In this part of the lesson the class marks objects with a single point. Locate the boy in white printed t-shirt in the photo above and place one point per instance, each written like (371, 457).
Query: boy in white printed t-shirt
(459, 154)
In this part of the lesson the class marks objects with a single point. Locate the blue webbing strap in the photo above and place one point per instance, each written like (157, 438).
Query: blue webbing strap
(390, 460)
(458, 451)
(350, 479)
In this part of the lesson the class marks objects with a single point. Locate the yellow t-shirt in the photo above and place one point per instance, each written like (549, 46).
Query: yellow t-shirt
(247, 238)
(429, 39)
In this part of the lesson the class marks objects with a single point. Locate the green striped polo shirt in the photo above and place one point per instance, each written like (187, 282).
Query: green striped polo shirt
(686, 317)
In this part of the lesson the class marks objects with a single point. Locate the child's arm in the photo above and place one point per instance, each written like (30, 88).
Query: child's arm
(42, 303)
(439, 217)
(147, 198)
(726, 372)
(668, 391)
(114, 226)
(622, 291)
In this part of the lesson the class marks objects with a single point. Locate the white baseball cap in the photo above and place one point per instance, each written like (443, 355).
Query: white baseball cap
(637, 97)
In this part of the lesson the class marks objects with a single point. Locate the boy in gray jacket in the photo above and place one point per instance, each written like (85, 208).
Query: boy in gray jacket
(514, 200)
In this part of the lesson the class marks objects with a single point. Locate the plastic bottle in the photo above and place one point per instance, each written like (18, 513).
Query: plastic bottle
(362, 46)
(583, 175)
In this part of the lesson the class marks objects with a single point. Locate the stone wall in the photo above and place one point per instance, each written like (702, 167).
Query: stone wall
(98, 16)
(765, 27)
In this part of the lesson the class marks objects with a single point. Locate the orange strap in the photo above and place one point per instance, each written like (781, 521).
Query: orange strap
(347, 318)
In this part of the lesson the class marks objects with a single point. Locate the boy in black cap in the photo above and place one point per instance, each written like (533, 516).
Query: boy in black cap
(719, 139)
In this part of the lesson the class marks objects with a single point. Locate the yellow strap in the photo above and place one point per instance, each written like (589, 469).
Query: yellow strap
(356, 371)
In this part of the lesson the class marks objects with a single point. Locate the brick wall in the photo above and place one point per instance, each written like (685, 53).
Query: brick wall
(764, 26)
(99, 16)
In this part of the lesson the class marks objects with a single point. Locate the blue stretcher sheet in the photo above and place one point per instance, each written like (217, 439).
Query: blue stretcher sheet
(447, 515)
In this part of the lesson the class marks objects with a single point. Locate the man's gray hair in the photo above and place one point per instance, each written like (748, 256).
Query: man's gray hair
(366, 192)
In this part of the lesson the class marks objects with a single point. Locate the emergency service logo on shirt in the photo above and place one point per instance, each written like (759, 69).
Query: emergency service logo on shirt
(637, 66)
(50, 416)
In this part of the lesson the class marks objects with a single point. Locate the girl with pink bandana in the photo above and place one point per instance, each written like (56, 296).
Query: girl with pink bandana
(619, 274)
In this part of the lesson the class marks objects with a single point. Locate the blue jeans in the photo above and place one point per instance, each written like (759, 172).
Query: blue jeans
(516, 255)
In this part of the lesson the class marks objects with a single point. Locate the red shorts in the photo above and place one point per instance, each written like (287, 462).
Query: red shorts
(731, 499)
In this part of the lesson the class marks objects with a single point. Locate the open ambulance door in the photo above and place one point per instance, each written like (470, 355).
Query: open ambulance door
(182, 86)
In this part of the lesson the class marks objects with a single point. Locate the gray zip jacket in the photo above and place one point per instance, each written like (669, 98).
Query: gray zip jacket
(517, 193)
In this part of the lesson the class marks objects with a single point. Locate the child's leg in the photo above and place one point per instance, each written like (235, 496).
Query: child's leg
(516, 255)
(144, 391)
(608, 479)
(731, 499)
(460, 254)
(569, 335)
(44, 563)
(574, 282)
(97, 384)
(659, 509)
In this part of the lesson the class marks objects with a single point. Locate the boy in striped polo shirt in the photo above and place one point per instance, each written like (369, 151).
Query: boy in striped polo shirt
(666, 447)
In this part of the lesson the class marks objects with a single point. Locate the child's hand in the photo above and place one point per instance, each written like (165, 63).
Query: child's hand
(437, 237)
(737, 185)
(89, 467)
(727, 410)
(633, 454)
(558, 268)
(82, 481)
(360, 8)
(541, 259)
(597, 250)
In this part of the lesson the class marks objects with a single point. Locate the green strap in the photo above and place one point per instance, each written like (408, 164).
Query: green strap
####################
**Exercise requirements**: Transcribe the entries exactly, and make each line match the original.

**Solution below**:
In this part of the lesson the class marks objects with a single point. Locate the boy in white printed t-shirt in the photo above and place one point per instance, each written like (371, 457).
Query: boy in white printed t-shirt
(459, 154)
In this part of the lesson the class marks objects with a single point. Locate the blue webbing strap in the photo above and place one point per instance, each written like (157, 438).
Query: blue webbing strap
(390, 460)
(458, 451)
(350, 479)
In this part of the lesson the class marks objects with a single point. Locate the yellow t-shirt in the photo above and place one point per instance, each written like (549, 46).
Query: yellow t-shirt
(247, 238)
(429, 39)
In this part of the lesson the class marks objects with a single point. Locate the green striped polo shirt in the photo above and place one point per instance, each written like (187, 282).
Query: green striped polo shirt
(686, 317)
In this part of the lesson the class marks objects with a single point. Locate the child's arm in the photo above and place one point per instance, each written like (30, 88).
Query: child's arm
(42, 303)
(439, 217)
(147, 198)
(726, 372)
(668, 391)
(114, 226)
(622, 291)
In this part of the lesson the class marks objects with a single point. Locate the white baseball cap in the photo above and place one point per instance, each written like (443, 355).
Query: white baseball cap
(637, 97)
In this part of the lesson the class marks objects with a single point. Locate the boy in gray jacket in the photo above and place one point per instance, each written like (85, 208).
Query: boy in gray jacket
(514, 200)
In this part of the lesson the class marks objects with a single point. Locate the plastic bottle in the photo above and place one point per instance, each written like (18, 513).
Query: plastic bottle
(362, 46)
(583, 175)
In this part of the lesson the class marks objects with a single point. Locate the stone wall in the photo above and place one point per instance, each written like (702, 167).
Query: stone wall
(98, 16)
(765, 27)
In this part of the lesson the class marks objects with a single point. Locate the orange strap in the photo above and place one point per instance, each written like (781, 521).
Query: orange strap
(347, 318)
In this part of the lesson the class marks objects with a single point. Locate the boy in black cap in the photo above and place one point per instance, each written like (533, 516).
Query: boy in black cap
(719, 139)
In this part of the lesson the class marks objects with a single point. Locate the yellow strap in the photo above and place one point per instance, each written like (589, 469).
Query: yellow strap
(356, 371)
In this part of the lesson the class marks objects with a single point. Locate the brick wall in the photo above and place one point per instance, each written like (685, 53).
Query: brick wall
(764, 26)
(99, 16)
In this part of the lesson the class marks objects with a single point. Locate the blue stretcher sheet in the photo above and place one point per instance, each written like (217, 439).
Query: blue stretcher sheet
(447, 515)
In this part of the lesson the class marks objects with a single point. Locate the man's gray hair in the photo above and place one point per instance, each written like (748, 256).
Query: man's gray hair
(366, 192)
In this part of the lesson the class marks objects with a single point. Locate the emergency service logo on shirt in the photo above and place one point per instance, each written like (759, 69).
Query: emergency service logo on shirt
(637, 66)
(50, 416)
In this part of the lesson the class marks objects with a single point. Locate the girl with pink bandana in the photo above and place one point per instance, each written like (56, 296).
Query: girl with pink bandana
(619, 274)
In this part of the lesson the class marks objects with a single point. Locate the blue jeans in the photo above and place one point per instance, each written like (759, 172).
Query: blue jeans
(516, 255)
In this part of the lesson the class marks objects with a single point. Locate the red shorts in the photo above and place one point per instance, each written like (287, 462).
Query: red shorts
(731, 499)
In this part of the lesson the class marks objects with a single point. Locate the open ambulance door in the photo above and place one point per instance, each written like (470, 355).
Query: open ambulance door
(182, 86)
In this part of the lesson the class marks objects with a single point. Locate the gray zip jacket in the photo above and place one point per instance, each written like (669, 98).
Query: gray zip jacket
(517, 193)
In this part of the lesson the class marks objects with a single point. Locate the child's leg in the photo above and place one point per instance, each written like (235, 496).
Query: child's leg
(516, 255)
(144, 391)
(608, 479)
(731, 499)
(460, 254)
(569, 335)
(44, 563)
(574, 282)
(97, 384)
(659, 509)
In this part of the lesson the class marks objects with a single point. Locate the boy in striped polo shirt in the photo above and place one point per instance, each written like (369, 151).
Query: boy in striped polo shirt
(666, 447)
In this part of the lesson the class marks objects with a single point. Locate the child's hand in the photo above and place one point per instance, each written like (165, 63).
Query: child's hand
(437, 237)
(737, 185)
(89, 467)
(727, 410)
(633, 454)
(558, 268)
(82, 481)
(360, 8)
(541, 259)
(597, 250)
In this part of the lesson the class marks objects with a single point. Locate the green strap in the photo above and place one point per instance, each written like (408, 164).
Query: green strap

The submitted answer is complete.